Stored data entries
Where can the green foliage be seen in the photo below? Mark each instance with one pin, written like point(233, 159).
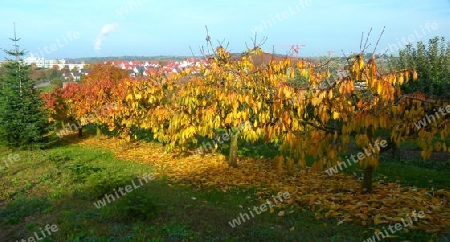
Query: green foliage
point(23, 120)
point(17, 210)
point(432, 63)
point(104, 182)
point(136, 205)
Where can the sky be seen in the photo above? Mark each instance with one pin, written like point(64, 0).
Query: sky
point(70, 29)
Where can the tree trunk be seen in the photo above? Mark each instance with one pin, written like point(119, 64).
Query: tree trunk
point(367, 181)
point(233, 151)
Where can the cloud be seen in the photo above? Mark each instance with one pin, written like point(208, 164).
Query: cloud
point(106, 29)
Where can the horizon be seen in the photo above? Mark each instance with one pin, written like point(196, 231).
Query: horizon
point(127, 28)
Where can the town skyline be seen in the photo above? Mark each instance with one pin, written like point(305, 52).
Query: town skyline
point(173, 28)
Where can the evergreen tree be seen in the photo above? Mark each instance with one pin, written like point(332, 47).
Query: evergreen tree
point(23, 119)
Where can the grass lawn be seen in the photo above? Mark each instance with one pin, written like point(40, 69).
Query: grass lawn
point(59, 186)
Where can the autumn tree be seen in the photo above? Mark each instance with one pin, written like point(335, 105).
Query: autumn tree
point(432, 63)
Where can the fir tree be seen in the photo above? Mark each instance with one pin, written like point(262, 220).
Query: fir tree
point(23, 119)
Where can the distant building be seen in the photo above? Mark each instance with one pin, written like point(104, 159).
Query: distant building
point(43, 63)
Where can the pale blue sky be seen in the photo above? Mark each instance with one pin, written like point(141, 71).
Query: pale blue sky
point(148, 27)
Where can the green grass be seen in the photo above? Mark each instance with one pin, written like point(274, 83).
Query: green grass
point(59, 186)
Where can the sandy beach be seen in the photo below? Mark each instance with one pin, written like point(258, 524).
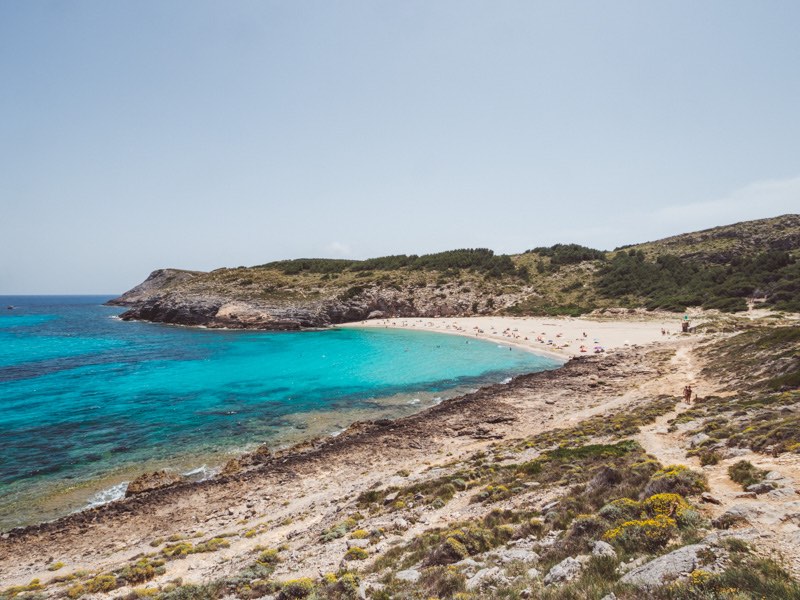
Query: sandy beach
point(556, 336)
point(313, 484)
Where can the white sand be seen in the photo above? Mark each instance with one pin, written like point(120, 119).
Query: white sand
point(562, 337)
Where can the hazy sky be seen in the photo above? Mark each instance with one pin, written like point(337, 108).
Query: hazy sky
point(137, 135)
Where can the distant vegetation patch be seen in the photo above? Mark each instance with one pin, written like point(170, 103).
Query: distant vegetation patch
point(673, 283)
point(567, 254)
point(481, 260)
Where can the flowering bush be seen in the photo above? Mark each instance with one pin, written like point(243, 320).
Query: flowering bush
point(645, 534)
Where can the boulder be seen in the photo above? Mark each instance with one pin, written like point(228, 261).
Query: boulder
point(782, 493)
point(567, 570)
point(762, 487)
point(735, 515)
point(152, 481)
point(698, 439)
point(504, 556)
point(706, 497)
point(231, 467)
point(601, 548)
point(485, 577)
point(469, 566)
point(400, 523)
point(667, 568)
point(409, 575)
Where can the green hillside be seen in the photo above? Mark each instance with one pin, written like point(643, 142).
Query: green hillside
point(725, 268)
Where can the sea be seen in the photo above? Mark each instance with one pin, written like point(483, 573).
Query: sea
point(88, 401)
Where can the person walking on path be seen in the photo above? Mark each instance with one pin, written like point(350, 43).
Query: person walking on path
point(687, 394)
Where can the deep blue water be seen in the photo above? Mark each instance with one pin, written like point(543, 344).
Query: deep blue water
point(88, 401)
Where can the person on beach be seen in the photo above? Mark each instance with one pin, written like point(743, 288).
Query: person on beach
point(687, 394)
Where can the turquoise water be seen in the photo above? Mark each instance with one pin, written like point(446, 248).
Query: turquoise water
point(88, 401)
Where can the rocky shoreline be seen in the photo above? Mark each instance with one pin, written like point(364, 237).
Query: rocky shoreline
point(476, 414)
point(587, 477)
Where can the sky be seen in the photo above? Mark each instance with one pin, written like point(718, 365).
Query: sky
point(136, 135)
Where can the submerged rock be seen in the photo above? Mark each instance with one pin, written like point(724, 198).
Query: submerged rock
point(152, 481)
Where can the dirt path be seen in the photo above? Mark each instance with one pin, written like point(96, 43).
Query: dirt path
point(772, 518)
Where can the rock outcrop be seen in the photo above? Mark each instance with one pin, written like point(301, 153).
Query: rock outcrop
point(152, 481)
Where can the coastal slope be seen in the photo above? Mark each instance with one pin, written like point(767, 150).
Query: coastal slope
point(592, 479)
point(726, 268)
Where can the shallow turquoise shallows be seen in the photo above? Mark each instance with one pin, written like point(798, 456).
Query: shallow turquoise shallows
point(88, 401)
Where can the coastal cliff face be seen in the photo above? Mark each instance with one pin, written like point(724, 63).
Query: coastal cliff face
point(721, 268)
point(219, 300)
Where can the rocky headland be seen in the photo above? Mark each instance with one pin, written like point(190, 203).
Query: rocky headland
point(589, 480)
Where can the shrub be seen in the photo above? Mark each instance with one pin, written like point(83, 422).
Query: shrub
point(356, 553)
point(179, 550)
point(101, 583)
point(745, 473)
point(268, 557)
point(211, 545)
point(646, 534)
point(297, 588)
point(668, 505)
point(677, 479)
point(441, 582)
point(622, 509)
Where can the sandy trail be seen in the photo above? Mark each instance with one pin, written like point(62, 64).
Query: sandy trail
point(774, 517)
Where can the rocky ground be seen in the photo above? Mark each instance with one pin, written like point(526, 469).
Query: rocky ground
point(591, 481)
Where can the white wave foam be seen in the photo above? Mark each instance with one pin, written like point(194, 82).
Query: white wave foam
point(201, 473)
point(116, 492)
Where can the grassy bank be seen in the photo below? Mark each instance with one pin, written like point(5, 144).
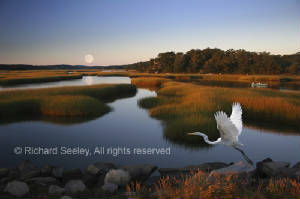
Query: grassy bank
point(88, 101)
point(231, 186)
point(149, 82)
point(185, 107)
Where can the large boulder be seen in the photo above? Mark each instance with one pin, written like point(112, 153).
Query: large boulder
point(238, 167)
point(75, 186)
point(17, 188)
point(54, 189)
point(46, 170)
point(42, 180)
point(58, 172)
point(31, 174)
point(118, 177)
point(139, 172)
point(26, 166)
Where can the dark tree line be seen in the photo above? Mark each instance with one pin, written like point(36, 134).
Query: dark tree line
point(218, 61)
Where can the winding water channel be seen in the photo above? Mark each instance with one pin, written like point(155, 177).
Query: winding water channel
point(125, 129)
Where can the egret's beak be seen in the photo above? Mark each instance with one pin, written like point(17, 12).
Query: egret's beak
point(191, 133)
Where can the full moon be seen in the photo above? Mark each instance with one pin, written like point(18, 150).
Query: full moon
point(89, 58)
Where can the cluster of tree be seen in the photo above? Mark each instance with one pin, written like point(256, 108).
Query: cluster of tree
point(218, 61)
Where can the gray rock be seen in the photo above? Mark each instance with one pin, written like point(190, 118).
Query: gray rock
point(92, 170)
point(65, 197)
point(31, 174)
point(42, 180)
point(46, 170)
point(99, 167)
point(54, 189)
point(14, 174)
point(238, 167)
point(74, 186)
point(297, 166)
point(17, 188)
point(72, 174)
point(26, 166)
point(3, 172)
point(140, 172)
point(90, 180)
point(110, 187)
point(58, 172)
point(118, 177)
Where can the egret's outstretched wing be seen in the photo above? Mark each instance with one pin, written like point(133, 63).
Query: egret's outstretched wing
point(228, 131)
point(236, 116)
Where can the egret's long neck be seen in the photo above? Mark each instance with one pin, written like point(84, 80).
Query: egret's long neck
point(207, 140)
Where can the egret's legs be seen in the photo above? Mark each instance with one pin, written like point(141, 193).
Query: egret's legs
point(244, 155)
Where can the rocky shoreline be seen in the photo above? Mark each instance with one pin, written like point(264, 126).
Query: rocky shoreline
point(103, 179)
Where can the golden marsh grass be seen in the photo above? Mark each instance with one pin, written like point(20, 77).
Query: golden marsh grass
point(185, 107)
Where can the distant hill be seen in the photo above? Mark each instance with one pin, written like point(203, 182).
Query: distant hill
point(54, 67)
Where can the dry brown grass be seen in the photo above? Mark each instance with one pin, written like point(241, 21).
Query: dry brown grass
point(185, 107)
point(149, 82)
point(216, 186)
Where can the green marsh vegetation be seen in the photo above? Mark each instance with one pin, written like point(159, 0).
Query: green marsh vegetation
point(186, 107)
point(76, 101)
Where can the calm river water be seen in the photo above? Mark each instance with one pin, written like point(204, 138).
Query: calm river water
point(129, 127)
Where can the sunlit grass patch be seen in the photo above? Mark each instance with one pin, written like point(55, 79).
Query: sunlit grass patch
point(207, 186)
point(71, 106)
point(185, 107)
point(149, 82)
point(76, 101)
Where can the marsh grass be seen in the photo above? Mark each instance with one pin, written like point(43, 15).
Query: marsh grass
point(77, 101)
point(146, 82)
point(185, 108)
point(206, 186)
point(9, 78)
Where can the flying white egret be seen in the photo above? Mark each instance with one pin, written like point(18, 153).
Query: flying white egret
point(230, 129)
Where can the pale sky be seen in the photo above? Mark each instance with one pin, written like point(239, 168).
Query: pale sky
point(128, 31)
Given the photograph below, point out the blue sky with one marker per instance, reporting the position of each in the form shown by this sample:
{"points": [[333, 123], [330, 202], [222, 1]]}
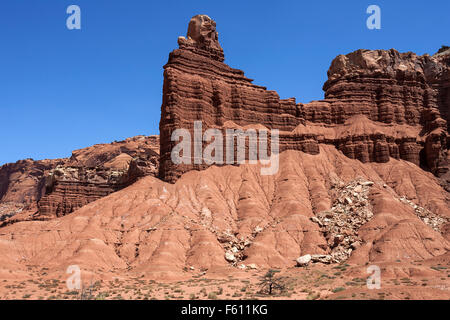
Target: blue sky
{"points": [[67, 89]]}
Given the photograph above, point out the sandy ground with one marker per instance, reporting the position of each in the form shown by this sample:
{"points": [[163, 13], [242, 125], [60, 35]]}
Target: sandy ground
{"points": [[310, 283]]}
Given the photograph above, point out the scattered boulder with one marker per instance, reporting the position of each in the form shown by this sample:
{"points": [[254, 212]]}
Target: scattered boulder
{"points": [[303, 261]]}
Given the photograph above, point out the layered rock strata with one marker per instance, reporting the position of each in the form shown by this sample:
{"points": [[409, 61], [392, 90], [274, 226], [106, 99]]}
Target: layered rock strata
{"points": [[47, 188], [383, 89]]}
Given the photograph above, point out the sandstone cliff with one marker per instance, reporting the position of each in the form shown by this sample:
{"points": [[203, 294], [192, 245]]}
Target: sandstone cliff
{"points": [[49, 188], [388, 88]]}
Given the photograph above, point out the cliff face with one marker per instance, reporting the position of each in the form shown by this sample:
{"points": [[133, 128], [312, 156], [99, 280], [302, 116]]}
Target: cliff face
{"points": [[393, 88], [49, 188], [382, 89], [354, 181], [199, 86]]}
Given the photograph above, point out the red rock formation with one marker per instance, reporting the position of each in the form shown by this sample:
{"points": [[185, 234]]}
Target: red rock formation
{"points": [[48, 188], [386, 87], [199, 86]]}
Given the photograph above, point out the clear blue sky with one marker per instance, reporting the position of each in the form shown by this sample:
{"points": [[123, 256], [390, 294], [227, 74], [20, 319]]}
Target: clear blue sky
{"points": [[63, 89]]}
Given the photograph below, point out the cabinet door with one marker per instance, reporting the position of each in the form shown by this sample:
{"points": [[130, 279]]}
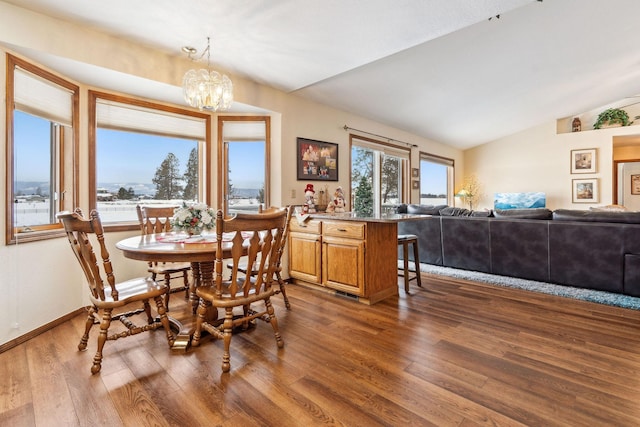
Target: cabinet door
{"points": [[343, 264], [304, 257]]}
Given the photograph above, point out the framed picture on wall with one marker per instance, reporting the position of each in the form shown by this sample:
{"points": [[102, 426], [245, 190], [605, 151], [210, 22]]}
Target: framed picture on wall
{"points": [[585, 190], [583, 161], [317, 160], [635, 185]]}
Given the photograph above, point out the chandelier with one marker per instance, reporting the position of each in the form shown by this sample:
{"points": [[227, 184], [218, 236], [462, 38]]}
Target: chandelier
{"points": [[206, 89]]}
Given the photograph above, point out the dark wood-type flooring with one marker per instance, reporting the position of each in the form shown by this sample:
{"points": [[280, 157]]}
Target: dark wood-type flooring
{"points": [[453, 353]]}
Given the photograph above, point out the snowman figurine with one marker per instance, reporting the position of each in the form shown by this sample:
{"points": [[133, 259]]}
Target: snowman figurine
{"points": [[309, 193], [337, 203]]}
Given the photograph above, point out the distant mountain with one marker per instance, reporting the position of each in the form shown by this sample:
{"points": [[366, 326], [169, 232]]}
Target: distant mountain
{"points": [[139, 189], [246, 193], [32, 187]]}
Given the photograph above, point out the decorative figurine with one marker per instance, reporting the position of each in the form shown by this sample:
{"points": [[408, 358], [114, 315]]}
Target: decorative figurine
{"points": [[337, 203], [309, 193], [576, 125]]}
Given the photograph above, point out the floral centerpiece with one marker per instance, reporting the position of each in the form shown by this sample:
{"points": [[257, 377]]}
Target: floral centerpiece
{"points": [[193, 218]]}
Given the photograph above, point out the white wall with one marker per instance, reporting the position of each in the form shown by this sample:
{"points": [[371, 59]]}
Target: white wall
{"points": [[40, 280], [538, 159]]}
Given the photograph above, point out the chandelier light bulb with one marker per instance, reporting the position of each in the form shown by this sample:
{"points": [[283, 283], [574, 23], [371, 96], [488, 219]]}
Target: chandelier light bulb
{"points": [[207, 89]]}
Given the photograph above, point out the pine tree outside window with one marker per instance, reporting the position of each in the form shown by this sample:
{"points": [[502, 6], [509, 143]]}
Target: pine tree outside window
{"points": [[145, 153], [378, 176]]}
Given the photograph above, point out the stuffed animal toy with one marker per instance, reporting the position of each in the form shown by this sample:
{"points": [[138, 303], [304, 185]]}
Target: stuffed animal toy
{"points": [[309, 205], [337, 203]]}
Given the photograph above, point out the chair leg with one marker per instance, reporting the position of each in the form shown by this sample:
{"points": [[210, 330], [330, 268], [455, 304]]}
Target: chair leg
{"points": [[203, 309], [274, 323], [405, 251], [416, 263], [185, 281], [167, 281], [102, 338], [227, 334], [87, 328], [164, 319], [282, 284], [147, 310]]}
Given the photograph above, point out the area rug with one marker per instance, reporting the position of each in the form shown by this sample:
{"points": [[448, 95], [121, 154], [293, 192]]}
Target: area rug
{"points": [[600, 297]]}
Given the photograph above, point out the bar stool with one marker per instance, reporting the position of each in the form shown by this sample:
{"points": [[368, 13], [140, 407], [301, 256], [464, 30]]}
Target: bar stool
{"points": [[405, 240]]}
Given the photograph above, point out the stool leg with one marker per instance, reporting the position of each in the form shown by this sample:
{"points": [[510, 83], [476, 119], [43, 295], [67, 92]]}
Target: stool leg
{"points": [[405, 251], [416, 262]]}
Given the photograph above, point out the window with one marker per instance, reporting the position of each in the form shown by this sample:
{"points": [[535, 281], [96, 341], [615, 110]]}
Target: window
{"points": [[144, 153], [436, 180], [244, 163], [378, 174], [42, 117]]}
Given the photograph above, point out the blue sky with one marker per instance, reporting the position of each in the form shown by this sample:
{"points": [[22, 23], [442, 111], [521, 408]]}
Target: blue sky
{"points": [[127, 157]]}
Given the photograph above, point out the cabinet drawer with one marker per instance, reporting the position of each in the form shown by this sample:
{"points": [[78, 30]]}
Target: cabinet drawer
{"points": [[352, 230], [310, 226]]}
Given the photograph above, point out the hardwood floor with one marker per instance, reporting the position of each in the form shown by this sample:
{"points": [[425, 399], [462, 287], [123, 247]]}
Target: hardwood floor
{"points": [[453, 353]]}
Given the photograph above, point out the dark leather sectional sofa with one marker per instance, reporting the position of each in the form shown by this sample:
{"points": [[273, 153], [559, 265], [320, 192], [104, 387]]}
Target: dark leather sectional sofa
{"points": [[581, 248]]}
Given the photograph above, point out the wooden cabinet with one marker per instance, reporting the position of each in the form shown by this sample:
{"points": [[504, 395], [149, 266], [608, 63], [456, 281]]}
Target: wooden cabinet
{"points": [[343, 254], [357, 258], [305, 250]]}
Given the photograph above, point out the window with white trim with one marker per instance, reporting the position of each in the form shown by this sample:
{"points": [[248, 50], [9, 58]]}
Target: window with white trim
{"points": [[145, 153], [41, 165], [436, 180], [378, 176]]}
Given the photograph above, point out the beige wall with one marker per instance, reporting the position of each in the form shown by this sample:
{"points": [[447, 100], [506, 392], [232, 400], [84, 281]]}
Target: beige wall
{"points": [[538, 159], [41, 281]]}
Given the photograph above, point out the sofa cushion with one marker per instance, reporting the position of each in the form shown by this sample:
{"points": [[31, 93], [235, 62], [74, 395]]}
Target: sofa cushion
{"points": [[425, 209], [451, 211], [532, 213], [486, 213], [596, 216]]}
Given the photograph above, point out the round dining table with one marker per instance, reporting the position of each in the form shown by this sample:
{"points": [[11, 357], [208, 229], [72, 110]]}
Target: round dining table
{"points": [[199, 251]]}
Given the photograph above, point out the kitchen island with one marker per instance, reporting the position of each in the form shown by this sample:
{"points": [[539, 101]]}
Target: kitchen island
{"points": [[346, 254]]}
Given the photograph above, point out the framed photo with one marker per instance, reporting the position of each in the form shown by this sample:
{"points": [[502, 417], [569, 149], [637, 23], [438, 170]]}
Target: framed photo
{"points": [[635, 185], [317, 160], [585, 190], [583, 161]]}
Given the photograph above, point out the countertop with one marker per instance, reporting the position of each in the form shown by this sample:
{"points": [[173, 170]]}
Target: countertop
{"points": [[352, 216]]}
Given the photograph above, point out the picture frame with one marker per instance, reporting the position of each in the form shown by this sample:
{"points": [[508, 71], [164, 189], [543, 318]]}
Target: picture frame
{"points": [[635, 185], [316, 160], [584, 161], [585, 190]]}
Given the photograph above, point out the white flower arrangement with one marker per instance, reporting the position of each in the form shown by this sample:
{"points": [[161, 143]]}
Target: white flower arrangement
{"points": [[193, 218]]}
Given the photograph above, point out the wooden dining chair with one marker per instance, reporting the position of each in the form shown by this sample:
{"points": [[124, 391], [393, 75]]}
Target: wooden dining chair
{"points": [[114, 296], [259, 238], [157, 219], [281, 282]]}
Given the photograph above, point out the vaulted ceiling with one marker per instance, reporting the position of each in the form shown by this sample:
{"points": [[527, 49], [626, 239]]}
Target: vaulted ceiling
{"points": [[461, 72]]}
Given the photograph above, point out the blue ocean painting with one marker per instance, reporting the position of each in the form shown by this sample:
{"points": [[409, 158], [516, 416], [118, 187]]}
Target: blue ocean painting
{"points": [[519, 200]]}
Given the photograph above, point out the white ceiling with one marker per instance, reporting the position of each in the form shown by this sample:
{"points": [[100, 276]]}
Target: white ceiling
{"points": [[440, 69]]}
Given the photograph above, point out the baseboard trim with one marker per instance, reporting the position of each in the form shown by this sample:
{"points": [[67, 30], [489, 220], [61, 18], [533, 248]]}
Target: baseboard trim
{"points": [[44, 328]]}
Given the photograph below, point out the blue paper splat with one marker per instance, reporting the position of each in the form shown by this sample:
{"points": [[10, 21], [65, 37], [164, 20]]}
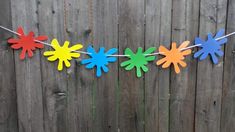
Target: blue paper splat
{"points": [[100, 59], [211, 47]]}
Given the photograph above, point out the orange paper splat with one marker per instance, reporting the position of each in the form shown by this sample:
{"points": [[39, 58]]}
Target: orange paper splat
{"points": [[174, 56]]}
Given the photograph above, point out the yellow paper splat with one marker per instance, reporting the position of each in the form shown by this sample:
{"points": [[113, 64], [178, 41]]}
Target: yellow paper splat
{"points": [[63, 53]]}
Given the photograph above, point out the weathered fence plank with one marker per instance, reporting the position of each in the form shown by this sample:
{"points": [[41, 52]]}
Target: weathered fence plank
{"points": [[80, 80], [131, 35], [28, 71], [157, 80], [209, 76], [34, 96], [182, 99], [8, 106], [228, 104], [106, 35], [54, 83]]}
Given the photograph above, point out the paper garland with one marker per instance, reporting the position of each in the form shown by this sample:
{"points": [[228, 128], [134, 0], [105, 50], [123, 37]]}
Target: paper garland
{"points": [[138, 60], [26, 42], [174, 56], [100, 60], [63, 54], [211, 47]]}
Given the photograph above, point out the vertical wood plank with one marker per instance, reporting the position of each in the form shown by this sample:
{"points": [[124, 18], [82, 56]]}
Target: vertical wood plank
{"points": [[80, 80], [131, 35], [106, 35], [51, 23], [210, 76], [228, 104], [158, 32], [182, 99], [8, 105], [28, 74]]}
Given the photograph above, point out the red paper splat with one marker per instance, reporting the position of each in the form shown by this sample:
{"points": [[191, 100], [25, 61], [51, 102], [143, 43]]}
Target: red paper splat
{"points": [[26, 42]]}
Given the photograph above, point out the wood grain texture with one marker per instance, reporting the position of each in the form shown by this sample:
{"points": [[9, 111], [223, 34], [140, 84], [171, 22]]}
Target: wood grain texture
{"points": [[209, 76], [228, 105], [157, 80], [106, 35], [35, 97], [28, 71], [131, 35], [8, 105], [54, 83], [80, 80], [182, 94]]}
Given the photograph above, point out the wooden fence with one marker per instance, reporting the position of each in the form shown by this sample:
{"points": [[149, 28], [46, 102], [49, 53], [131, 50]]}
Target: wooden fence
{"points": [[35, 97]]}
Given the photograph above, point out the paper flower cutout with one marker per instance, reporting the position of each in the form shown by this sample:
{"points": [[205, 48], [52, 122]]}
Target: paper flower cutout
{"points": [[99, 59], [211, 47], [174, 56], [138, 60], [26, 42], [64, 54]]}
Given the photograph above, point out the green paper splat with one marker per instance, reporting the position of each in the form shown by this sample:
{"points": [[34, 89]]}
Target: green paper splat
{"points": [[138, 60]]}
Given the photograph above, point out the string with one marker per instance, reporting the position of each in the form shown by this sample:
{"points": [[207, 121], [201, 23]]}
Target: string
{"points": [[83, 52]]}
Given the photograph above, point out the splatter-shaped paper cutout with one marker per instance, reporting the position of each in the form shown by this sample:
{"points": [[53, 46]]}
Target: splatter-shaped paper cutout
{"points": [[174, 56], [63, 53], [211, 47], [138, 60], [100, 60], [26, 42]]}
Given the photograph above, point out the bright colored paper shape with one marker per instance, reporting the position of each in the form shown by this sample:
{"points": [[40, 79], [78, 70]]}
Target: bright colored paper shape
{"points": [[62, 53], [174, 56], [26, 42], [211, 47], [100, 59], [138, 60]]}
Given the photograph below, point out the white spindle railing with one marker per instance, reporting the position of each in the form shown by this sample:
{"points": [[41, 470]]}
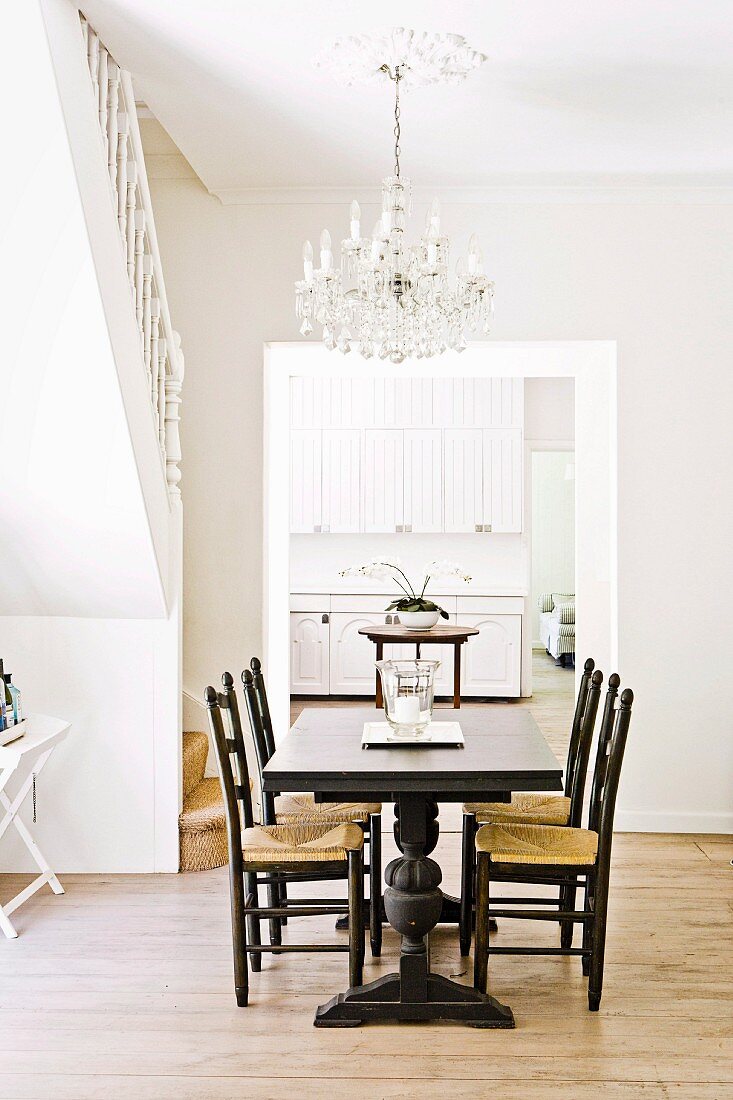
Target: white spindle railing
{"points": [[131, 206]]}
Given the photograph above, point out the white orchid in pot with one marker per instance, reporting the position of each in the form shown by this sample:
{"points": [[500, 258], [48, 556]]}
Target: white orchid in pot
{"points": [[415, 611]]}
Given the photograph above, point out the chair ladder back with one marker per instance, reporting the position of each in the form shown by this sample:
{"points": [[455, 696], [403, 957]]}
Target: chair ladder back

Exercise requirements » After counting the lines above that include the word "ladder", give only the number.

Your response » 2